In the records below, find the line with "Phrase: white railing" and repeat exactly every line from it through the line with "Phrase: white flip flop". Pictures stay out.

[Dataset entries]
━━━━━━━━━━━━━━━━━━━━━━━━━━━━━━

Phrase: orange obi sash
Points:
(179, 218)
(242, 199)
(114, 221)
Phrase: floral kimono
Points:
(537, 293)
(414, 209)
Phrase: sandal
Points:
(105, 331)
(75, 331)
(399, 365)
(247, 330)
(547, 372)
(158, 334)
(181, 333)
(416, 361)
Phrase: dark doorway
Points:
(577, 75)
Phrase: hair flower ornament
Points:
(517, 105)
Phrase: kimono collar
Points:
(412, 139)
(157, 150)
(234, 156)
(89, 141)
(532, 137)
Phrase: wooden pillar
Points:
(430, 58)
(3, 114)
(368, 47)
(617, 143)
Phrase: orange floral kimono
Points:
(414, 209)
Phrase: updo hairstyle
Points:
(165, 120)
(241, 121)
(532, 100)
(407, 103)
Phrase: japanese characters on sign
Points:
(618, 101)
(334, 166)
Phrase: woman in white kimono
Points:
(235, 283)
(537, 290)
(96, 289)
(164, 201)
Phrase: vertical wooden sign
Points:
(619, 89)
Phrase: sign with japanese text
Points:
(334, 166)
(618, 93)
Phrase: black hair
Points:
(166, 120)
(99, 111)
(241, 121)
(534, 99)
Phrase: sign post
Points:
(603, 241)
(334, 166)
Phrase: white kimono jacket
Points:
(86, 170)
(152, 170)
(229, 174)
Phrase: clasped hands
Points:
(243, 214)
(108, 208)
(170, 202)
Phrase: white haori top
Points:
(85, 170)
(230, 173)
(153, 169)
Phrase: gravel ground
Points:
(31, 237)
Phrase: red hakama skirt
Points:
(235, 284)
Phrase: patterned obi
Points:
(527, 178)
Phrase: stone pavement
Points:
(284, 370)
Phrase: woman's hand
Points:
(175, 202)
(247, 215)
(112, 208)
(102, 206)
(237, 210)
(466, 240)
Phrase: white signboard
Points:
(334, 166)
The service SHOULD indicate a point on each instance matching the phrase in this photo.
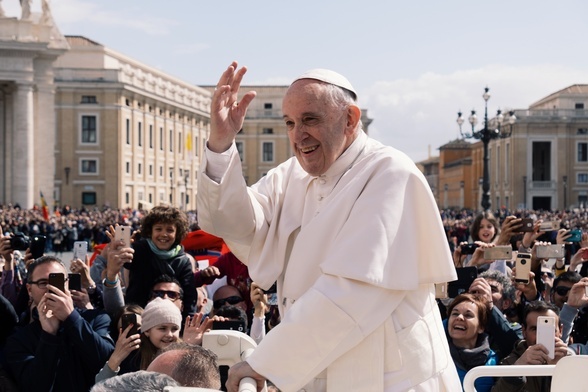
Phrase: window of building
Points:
(89, 99)
(240, 147)
(89, 166)
(150, 135)
(583, 152)
(541, 161)
(89, 198)
(89, 131)
(161, 138)
(582, 178)
(268, 152)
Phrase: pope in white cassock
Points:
(351, 233)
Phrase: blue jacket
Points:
(482, 384)
(65, 362)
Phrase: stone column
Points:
(23, 147)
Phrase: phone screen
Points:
(234, 325)
(123, 233)
(38, 246)
(57, 279)
(80, 250)
(74, 282)
(126, 320)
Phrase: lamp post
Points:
(485, 135)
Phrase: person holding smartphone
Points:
(528, 352)
(60, 348)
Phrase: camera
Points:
(19, 241)
(271, 290)
(468, 249)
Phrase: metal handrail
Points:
(504, 371)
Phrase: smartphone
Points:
(128, 319)
(550, 226)
(468, 249)
(441, 290)
(123, 233)
(550, 251)
(234, 325)
(57, 279)
(74, 282)
(523, 267)
(80, 250)
(546, 334)
(38, 246)
(528, 224)
(576, 236)
(502, 252)
(272, 289)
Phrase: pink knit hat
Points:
(160, 311)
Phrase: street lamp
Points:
(485, 135)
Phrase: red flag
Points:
(44, 207)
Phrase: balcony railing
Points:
(545, 185)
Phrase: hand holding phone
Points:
(57, 280)
(546, 334)
(523, 267)
(123, 233)
(74, 282)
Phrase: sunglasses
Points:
(562, 290)
(173, 295)
(232, 300)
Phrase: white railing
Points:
(505, 371)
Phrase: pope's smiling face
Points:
(319, 129)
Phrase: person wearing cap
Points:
(160, 326)
(340, 227)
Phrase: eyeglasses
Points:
(232, 300)
(562, 290)
(173, 295)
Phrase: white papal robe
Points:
(355, 252)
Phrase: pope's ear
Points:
(353, 116)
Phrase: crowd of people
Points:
(490, 323)
(376, 288)
(142, 306)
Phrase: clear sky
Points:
(414, 63)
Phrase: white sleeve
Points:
(217, 163)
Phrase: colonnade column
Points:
(23, 147)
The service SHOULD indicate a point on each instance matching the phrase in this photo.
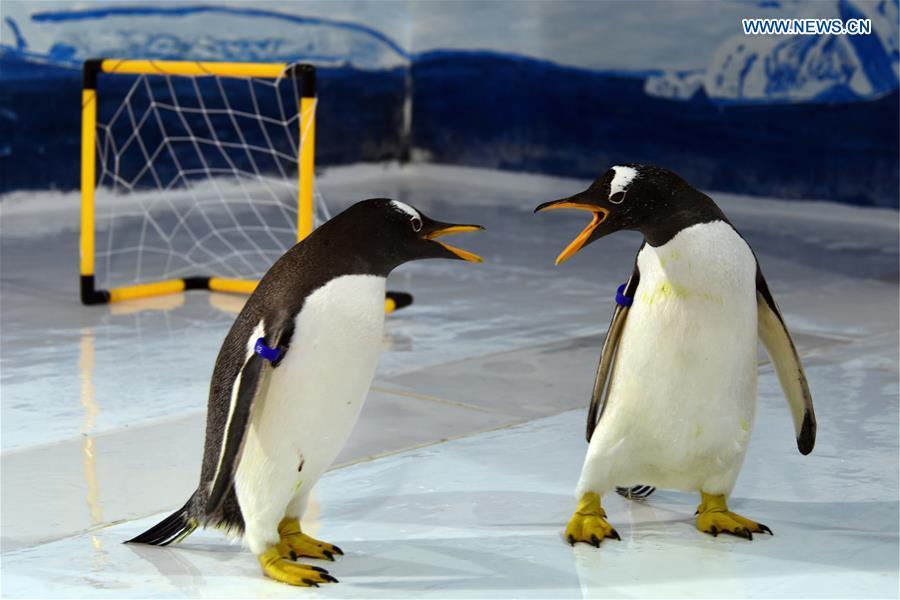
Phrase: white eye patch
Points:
(623, 178)
(406, 209)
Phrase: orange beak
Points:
(578, 243)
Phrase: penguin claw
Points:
(275, 566)
(715, 518)
(590, 527)
(295, 544)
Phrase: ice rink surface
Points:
(460, 475)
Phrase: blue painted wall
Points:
(556, 87)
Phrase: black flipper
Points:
(251, 378)
(173, 528)
(775, 337)
(250, 383)
(598, 397)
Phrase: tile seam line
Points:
(434, 399)
(352, 463)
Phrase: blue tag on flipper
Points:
(270, 354)
(621, 298)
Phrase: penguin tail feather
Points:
(173, 528)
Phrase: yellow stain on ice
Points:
(88, 398)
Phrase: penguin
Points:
(674, 397)
(290, 380)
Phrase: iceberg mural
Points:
(801, 68)
(562, 88)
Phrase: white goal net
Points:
(196, 176)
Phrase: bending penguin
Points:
(291, 378)
(675, 392)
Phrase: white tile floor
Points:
(102, 419)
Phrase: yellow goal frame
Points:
(305, 77)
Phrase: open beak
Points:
(578, 243)
(447, 229)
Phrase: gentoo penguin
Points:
(291, 378)
(680, 354)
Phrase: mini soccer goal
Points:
(194, 175)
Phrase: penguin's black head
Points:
(387, 233)
(644, 198)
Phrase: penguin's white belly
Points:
(312, 400)
(682, 395)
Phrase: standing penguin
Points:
(680, 353)
(291, 378)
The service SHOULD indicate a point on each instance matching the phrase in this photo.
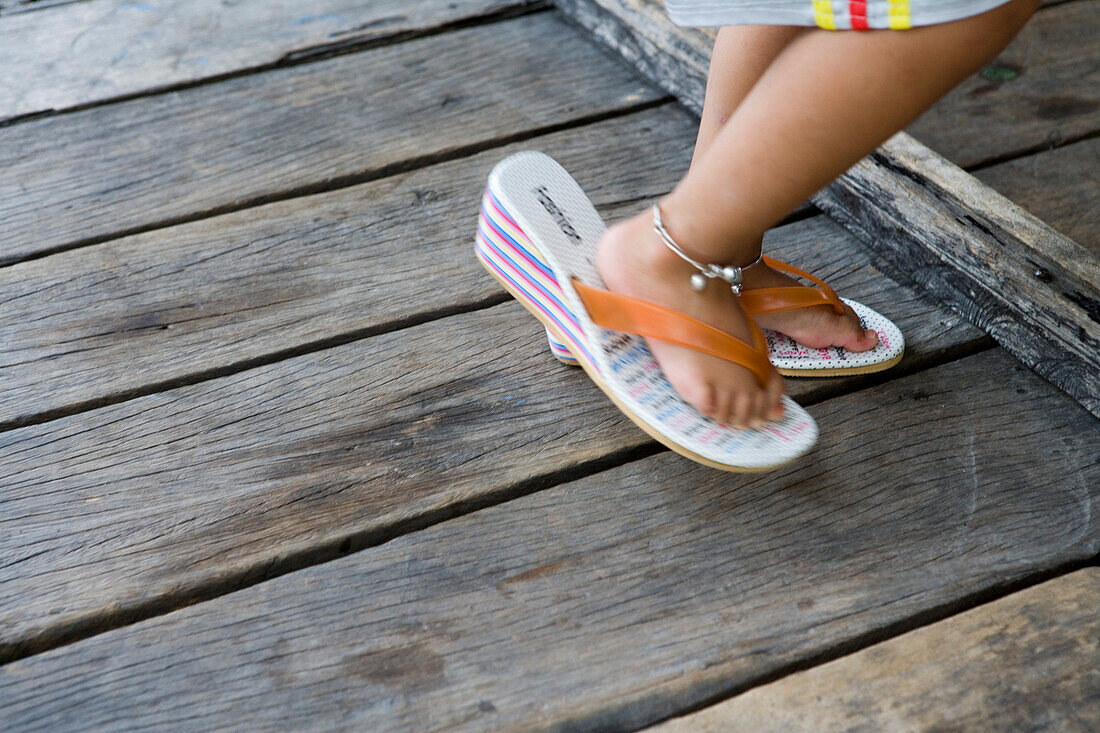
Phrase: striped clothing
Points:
(831, 14)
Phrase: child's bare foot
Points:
(633, 260)
(817, 327)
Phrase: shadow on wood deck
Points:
(275, 451)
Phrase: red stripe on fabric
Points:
(857, 9)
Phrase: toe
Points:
(855, 337)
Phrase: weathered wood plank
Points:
(613, 601)
(189, 301)
(101, 50)
(1060, 186)
(23, 6)
(184, 492)
(1033, 290)
(1043, 90)
(1029, 662)
(297, 130)
(927, 220)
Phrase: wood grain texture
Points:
(1033, 290)
(928, 221)
(616, 600)
(24, 6)
(1029, 662)
(1060, 186)
(189, 301)
(158, 160)
(175, 495)
(1041, 91)
(100, 50)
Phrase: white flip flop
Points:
(537, 234)
(793, 359)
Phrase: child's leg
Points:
(740, 56)
(826, 101)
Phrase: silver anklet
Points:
(729, 273)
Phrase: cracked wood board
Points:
(155, 161)
(140, 314)
(90, 52)
(1034, 290)
(1027, 662)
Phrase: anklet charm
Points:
(729, 273)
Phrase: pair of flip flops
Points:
(537, 234)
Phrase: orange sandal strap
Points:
(622, 313)
(771, 299)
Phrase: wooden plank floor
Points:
(274, 451)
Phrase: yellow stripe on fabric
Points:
(823, 14)
(898, 14)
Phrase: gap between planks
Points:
(294, 56)
(1042, 542)
(342, 178)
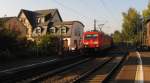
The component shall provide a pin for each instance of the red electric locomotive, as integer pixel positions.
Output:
(96, 40)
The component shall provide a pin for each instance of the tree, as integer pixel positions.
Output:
(146, 12)
(117, 38)
(131, 25)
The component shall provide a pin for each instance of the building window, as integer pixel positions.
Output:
(63, 30)
(38, 20)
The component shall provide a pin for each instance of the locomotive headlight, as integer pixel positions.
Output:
(86, 43)
(95, 42)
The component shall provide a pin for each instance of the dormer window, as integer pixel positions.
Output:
(52, 30)
(63, 30)
(38, 20)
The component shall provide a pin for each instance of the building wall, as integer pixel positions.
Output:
(24, 20)
(15, 25)
(56, 18)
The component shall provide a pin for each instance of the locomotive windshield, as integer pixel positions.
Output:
(91, 36)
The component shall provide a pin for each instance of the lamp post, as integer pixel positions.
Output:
(60, 39)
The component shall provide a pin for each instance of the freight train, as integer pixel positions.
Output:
(96, 41)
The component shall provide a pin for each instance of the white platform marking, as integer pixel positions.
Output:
(139, 77)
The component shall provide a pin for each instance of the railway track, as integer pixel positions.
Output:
(23, 73)
(93, 71)
(104, 73)
(75, 73)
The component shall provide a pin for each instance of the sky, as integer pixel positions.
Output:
(107, 12)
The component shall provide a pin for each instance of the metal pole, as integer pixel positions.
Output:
(94, 25)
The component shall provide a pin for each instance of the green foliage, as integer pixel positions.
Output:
(131, 25)
(146, 12)
(117, 37)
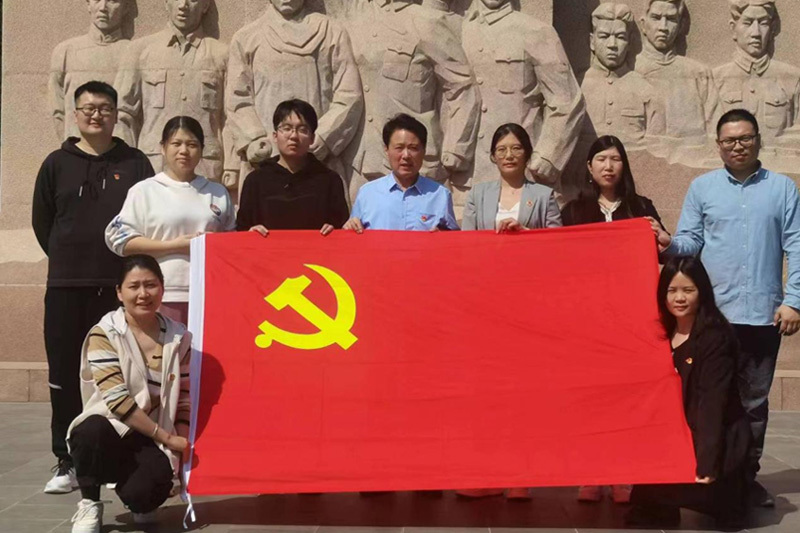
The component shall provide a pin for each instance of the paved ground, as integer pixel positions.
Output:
(25, 463)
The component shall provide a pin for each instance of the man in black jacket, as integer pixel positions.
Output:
(79, 189)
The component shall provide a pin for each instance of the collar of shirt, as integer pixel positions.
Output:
(98, 37)
(758, 175)
(617, 73)
(394, 186)
(395, 5)
(748, 64)
(490, 16)
(662, 58)
(438, 5)
(192, 39)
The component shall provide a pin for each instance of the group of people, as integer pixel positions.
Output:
(115, 232)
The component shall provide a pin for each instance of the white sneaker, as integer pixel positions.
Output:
(63, 481)
(145, 518)
(89, 517)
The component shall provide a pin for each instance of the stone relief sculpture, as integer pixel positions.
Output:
(753, 80)
(177, 71)
(619, 101)
(524, 76)
(290, 52)
(408, 58)
(686, 86)
(93, 56)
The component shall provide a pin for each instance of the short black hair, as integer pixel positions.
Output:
(737, 115)
(145, 262)
(517, 131)
(183, 123)
(301, 108)
(405, 122)
(97, 87)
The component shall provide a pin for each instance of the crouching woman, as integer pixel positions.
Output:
(704, 351)
(135, 387)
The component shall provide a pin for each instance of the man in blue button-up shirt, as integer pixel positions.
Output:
(742, 219)
(403, 200)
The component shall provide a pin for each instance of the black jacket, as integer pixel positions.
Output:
(586, 210)
(277, 199)
(75, 197)
(707, 364)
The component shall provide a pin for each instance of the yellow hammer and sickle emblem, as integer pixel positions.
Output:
(331, 330)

━━━━━━━━━━━━━━━━━━━━━━━━━━━━━━

▸ **SOLUTION TO THE EXERCISE**
Phrase: white railing
Points:
(505, 371)
Phrase: pope's smiling face
Points:
(319, 129)
Phrase: person wearing cap
Points:
(160, 326)
(340, 227)
Phrase: eyeglasses
Points:
(232, 300)
(562, 290)
(173, 295)
Phrase: white papal robe
Points:
(355, 252)
Phrase: pope's ear
Points:
(353, 116)
Phrase: crowd of people
Points:
(490, 323)
(376, 288)
(142, 306)
Phrase: clear sky
Points:
(414, 63)
Phrase: white sleeve
Points:
(217, 163)
Phrase: colonnade column
Points:
(23, 147)
The service SHOULD indicate a point on each instance matching the phrase in this photo.
Phrase: white eye patch
Points:
(623, 178)
(406, 209)
Phrase: orange beak
Points:
(578, 243)
Phrase: penguin claw
Points:
(275, 566)
(715, 518)
(590, 527)
(295, 544)
Phrase: ice rink surface
Points:
(460, 475)
Phrase: blue painted wall
Points:
(556, 87)
Phrase: black flipper
Points:
(251, 378)
(173, 528)
(775, 337)
(250, 383)
(598, 397)
Phrase: tile seam line
Points:
(434, 399)
(352, 463)
Phrase: blue tag on flipper
Points:
(270, 354)
(621, 298)
Phrase: penguin tail feather
Points:
(173, 528)
Phrase: yellow stain on ice
Points:
(88, 398)
Phrase: penguin
Points:
(674, 397)
(290, 380)
Phrase: iceberg mural
Points:
(801, 68)
(562, 88)
Phrase: white goal net
Points:
(196, 176)
Phrase: bending penguin
Points:
(291, 378)
(675, 392)
Phrase: white tile floor
Points:
(102, 419)
Phrase: yellow goal frame
Points:
(305, 77)
Phrase: open beak
Points:
(578, 243)
(447, 229)
Phrase: gentoo penguin
Points:
(291, 378)
(680, 354)
Phrase: mini soccer goal
Points:
(194, 175)
Phrase: penguin's black head
Points:
(387, 233)
(644, 198)
Phrase: penguin's white belly
Points:
(312, 400)
(682, 395)
Phrase: standing penguin
Points:
(680, 353)
(291, 378)
The service SHOULD indicate a point on each instance matching the phrase in this photo.
Phrase: striped clothing
Points:
(831, 14)
Phrase: child's bare foot
Points:
(633, 260)
(817, 327)
Phrase: shadow on wood deck
Points:
(275, 451)
Phrase: red stripe on fabric
Points:
(857, 9)
Phrase: toe
Points:
(855, 337)
Phrase: weathered wood plank
Points:
(613, 601)
(189, 301)
(101, 50)
(1060, 186)
(23, 6)
(184, 492)
(1033, 290)
(1043, 90)
(1029, 662)
(297, 130)
(927, 220)
Phrase: wood grain texture
Points:
(1033, 290)
(928, 221)
(616, 600)
(24, 6)
(1029, 662)
(1060, 186)
(189, 301)
(158, 160)
(175, 495)
(1041, 91)
(100, 50)
Phrase: white flip flop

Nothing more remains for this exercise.